Given instruction: Show every line of the entries below that contains the string "train", treating uppercase and lowercase as distinct.

--- begin Information supplied ---

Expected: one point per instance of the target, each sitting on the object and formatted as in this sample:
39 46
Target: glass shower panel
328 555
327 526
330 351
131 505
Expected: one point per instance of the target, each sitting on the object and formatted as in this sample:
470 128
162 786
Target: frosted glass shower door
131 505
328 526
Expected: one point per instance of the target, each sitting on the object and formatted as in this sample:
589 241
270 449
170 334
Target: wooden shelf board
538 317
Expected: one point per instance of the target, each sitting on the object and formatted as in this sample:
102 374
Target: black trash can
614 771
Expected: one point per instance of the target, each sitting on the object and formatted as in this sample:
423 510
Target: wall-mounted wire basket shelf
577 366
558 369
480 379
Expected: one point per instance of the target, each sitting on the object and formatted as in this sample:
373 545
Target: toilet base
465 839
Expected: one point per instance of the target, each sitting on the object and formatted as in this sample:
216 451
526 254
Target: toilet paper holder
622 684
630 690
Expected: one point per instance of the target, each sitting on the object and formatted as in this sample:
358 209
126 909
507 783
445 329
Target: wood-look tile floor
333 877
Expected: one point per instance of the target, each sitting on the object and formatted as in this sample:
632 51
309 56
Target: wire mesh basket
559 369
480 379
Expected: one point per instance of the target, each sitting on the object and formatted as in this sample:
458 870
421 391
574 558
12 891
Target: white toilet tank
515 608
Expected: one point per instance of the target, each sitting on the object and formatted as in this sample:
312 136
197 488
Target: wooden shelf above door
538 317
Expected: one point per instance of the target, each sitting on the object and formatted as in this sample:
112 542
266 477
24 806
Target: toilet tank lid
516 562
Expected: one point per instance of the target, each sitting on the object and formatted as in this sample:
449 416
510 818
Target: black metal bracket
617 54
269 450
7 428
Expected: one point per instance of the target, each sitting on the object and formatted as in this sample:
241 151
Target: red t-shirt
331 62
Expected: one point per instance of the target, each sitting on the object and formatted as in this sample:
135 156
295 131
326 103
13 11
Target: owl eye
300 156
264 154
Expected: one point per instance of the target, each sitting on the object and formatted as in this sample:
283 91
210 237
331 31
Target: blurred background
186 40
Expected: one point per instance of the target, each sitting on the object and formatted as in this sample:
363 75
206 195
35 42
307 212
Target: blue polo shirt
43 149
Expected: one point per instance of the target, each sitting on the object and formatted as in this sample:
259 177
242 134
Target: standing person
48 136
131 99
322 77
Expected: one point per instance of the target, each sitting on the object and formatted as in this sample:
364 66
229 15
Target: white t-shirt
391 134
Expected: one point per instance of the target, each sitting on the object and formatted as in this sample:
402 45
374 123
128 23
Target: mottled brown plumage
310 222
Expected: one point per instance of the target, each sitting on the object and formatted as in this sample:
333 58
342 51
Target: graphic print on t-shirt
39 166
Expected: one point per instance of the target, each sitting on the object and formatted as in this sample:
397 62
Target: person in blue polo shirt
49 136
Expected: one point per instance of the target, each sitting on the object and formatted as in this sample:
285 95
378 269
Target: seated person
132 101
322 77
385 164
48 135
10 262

--- end Information supplied ---
--- begin Information supplied ---

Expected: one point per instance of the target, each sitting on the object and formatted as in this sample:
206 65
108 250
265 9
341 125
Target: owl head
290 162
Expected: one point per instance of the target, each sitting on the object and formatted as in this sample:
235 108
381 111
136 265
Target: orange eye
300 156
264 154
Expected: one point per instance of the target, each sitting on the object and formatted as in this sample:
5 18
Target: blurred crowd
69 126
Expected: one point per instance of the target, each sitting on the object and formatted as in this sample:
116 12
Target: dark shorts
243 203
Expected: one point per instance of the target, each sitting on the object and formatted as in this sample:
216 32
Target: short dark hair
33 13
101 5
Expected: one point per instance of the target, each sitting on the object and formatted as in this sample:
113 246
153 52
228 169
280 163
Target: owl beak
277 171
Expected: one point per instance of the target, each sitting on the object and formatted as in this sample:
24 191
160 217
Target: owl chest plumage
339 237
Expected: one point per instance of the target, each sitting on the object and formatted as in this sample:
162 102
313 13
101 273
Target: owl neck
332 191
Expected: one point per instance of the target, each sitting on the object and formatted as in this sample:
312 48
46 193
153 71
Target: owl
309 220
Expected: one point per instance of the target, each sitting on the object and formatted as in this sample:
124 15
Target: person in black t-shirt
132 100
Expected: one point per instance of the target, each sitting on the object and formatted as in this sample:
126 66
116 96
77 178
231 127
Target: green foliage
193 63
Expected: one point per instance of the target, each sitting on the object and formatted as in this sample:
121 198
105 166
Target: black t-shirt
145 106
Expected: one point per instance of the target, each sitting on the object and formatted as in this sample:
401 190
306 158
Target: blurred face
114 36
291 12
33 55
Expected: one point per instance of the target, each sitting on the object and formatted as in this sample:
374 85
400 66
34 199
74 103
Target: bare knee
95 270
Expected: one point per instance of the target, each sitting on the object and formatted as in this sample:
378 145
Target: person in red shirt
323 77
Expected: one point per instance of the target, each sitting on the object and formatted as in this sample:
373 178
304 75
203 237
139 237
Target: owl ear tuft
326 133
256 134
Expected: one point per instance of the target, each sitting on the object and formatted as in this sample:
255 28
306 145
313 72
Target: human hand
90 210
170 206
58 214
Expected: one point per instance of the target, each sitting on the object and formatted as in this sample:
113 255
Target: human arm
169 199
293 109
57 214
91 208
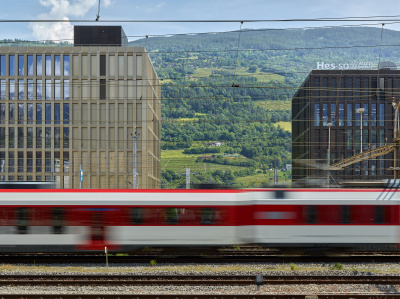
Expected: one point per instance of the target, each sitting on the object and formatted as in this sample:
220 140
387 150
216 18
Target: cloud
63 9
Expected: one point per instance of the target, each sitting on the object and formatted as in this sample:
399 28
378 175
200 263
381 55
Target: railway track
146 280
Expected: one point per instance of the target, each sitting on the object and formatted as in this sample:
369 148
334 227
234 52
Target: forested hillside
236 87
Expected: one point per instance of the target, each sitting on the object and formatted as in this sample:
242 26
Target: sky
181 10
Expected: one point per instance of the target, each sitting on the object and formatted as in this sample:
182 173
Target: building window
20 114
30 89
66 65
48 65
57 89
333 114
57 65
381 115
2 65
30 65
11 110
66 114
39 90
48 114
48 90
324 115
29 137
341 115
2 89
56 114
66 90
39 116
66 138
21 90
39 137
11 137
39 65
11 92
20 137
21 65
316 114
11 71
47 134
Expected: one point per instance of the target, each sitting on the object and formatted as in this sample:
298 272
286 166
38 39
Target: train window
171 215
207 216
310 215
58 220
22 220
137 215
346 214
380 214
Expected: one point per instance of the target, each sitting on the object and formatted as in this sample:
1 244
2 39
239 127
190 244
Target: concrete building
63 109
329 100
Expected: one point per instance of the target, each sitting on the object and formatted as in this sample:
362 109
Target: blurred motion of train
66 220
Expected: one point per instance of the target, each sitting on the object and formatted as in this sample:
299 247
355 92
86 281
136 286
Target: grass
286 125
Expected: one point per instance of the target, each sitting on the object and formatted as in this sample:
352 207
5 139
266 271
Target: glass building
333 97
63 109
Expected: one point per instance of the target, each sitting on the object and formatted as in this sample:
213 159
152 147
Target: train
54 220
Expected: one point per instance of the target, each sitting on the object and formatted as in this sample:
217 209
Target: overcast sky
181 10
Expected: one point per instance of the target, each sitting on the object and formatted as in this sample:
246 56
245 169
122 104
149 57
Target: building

--- end Information supplied ---

Solution to the problem:
Target: train window
Target: blurred motion of train
Target: train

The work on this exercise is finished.